(Page excerpt)

Betsy and I have just returned from a board meeting in Chicago. This is a board that I resigned from a year ago, thinking that I was a goner. Unable to go to last year’s meeting was great loss. These people love me and I love them – fiercely. We skyped together last year and said our goodbyes, with all of us thinking – this is it.
Well, this was before I learned that I was bozo the clown. Did you have one of these punching bags growing up? You would punch him down, but he would just keep popping back up!
So this year, I got on a plane and showed back up! It was a glorious weekend. We began with a tour of the seminary I graduated from back in the early 1980’s. I barely recognized the place. Even the location where I was electrocuted with 12,000 volts was hard to distinguish (the scorch marks were gone).
I thought they would have put up an eternal flame (or spark) to mark the spot where I did one of my first bozo pop-ups (after losing all of my short-term memory and blithering like an idiot for a little shy of a week). No such luck.
We then spent two wonderful days sharing our lives, talking about the last year, helping each other through our stuck places and just being community together while the snow fell and the temperatures stayed in the teens. In between this we ate glorious food – and drank. A lot. Or maybe it was just me.

(End Page excerpt)

- _Tasks to complete_
(a) In the post about the Chicago board meeting above, how many volts was the writer electrocuted with at the seminary?
(b) Write out everything in the post about the Chicago board meeting above from "Well, this was" down to "popping back up!".

(Data extract)

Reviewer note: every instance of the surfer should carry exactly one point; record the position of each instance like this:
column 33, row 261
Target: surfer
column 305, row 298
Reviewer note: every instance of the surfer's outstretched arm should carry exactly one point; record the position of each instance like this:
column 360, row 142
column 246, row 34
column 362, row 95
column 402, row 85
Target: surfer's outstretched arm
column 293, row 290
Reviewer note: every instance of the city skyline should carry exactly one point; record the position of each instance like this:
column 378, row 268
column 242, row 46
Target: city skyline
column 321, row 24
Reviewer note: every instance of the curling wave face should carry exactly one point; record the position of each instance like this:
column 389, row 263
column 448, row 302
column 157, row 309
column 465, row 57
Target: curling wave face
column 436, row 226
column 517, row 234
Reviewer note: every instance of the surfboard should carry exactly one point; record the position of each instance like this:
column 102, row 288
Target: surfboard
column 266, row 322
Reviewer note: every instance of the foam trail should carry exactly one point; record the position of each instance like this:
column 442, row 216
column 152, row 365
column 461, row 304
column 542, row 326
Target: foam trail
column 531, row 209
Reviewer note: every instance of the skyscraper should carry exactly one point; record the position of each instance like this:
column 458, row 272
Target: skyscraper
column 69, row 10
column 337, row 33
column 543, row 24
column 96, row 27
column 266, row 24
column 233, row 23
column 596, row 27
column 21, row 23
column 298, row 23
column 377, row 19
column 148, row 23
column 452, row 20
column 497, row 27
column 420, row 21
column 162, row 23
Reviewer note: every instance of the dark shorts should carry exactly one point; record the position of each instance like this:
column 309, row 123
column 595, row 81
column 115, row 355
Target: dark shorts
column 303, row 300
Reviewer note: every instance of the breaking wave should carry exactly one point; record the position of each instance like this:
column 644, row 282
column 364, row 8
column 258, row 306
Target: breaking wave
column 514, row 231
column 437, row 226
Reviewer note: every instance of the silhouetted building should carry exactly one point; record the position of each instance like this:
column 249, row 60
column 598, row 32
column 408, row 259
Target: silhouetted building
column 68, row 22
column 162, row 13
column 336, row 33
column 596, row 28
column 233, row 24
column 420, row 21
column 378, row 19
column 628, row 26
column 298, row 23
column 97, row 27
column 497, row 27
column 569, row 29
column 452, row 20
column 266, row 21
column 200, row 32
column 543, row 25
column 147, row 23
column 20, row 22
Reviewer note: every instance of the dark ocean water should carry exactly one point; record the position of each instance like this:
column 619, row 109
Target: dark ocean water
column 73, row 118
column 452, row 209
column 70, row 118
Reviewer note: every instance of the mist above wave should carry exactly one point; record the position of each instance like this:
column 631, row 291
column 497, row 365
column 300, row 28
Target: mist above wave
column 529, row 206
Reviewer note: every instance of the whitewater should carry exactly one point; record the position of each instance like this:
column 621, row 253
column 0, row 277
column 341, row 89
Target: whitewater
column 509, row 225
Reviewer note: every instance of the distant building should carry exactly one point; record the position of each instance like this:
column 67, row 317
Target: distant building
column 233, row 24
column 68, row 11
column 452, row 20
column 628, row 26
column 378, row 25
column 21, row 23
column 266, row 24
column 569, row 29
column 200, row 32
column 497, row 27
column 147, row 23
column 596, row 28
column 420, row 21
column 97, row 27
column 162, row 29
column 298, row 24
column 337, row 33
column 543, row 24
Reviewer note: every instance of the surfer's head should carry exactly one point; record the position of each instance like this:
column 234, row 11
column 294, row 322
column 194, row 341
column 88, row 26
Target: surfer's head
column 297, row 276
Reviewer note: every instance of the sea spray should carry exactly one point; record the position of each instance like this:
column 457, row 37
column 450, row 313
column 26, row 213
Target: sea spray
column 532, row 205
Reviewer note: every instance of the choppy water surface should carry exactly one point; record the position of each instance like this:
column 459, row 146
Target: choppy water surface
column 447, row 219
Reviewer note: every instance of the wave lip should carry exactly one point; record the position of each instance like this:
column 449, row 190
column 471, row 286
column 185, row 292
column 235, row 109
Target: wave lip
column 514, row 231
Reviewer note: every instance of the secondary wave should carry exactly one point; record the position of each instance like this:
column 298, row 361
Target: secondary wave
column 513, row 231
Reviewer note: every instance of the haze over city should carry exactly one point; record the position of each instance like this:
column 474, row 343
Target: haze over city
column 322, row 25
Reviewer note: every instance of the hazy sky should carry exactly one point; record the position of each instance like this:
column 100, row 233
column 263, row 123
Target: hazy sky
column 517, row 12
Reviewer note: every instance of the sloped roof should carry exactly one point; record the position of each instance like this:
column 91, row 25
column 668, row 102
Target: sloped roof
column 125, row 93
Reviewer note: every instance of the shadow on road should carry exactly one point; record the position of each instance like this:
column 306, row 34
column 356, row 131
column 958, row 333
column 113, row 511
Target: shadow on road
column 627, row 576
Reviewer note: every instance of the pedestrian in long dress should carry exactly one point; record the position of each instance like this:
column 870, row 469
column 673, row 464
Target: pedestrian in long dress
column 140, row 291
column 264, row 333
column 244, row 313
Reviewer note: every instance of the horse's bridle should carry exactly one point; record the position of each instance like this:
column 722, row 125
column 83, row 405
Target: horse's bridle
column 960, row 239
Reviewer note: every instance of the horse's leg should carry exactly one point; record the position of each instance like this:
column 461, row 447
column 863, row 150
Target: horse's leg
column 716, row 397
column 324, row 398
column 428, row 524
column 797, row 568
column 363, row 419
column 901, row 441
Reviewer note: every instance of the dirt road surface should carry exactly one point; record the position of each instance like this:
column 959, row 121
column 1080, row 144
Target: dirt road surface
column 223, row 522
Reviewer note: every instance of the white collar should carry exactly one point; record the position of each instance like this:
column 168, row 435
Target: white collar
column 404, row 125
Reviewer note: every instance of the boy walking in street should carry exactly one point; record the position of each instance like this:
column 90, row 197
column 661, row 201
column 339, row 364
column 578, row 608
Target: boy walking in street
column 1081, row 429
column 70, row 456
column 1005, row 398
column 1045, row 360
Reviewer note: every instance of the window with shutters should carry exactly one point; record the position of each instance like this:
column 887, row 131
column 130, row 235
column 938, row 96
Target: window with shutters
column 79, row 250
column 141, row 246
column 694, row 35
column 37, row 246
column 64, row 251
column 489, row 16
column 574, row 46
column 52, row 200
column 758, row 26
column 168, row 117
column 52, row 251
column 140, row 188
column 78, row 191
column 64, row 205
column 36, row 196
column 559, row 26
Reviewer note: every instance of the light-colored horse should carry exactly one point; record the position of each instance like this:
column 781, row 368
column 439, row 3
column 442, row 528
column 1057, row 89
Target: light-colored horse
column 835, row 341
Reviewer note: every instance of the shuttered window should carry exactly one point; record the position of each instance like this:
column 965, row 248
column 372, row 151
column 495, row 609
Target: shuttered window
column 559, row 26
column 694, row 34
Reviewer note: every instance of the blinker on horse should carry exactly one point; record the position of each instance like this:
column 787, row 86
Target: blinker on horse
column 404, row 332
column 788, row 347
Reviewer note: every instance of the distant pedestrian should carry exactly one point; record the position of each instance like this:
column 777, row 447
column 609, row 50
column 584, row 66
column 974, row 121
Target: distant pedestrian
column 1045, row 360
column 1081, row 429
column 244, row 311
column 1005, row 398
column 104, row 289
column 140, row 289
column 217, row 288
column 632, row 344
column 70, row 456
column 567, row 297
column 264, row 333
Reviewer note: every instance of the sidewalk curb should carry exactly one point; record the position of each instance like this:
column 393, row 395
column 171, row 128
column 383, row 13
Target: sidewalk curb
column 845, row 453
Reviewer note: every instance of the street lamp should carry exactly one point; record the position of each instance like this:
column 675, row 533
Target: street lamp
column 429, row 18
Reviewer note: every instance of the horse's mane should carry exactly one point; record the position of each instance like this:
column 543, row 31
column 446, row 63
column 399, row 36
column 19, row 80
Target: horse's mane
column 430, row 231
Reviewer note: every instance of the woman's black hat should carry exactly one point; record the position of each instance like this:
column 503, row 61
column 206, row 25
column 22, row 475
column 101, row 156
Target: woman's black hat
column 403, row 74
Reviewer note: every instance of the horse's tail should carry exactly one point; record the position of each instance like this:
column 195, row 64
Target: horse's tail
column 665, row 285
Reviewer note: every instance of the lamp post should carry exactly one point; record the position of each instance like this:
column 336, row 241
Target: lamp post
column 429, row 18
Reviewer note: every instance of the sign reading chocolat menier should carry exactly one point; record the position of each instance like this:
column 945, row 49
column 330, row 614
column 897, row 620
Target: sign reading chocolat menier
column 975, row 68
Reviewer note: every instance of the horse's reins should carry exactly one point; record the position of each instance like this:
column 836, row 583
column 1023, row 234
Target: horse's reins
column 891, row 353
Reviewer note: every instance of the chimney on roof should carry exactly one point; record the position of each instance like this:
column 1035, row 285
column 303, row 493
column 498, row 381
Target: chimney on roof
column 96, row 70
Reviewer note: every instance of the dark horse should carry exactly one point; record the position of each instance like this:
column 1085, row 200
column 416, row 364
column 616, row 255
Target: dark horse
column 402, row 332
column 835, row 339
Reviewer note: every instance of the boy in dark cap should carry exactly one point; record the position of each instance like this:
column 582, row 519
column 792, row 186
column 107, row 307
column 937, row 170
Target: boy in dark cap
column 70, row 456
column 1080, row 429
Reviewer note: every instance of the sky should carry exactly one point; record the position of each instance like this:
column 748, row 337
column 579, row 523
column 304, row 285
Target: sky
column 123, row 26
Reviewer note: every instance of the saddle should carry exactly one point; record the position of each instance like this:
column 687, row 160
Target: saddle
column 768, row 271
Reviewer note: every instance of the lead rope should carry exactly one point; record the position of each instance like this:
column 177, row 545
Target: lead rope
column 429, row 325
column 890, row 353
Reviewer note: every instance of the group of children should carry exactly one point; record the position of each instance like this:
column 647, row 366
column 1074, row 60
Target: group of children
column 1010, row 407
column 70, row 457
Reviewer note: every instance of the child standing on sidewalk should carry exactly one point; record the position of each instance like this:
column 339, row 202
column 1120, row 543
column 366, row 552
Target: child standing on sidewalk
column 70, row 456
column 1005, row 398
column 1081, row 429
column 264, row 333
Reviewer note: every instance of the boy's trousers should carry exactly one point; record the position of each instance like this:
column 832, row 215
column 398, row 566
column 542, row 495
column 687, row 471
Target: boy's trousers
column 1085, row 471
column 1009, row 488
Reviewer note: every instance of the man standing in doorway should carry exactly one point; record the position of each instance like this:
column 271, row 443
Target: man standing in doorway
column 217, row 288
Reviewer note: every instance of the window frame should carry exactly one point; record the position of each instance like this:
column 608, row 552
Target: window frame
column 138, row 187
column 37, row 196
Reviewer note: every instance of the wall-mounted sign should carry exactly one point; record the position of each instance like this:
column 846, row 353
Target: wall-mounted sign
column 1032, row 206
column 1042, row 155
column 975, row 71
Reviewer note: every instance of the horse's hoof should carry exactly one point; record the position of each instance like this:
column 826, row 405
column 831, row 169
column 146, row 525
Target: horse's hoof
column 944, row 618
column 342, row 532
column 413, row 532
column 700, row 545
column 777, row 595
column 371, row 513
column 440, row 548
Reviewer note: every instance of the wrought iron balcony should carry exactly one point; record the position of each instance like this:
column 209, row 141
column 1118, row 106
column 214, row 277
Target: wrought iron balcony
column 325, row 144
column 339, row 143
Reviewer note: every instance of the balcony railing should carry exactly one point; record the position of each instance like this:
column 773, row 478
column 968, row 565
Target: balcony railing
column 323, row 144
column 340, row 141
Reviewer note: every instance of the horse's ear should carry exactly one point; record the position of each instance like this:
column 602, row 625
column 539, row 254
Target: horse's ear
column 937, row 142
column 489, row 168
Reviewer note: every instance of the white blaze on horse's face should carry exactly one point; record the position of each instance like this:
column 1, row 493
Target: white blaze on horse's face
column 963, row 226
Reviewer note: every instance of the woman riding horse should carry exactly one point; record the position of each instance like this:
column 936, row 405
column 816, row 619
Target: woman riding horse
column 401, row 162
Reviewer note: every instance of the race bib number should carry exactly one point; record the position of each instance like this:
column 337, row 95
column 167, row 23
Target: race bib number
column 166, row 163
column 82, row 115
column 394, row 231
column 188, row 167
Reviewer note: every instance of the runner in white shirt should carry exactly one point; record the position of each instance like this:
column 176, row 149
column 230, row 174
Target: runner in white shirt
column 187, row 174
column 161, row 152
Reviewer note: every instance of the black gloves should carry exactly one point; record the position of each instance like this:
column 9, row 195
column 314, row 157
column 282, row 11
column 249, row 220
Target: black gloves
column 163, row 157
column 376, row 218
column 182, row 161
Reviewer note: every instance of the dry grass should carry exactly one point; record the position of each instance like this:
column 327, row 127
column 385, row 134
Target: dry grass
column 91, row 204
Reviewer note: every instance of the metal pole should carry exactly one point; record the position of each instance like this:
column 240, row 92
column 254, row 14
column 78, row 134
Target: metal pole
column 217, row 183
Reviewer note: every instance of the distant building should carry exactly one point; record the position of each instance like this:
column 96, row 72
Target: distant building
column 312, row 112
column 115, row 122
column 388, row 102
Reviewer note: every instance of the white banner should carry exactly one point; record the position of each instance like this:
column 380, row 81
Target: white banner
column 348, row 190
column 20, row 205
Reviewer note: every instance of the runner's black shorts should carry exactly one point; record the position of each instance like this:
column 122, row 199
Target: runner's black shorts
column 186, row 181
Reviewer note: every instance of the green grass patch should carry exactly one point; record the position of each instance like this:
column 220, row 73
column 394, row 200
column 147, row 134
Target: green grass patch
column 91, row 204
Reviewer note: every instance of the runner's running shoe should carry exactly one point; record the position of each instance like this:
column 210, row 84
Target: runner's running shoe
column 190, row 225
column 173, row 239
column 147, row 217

(End Data extract)

- _Responses for each task_
(a) 12,000 volts

(b)
Well, this was before I learned that I was bozo the clown. Did you have one of these punching bags growing up? You would punch him down, but he would just keep popping back up!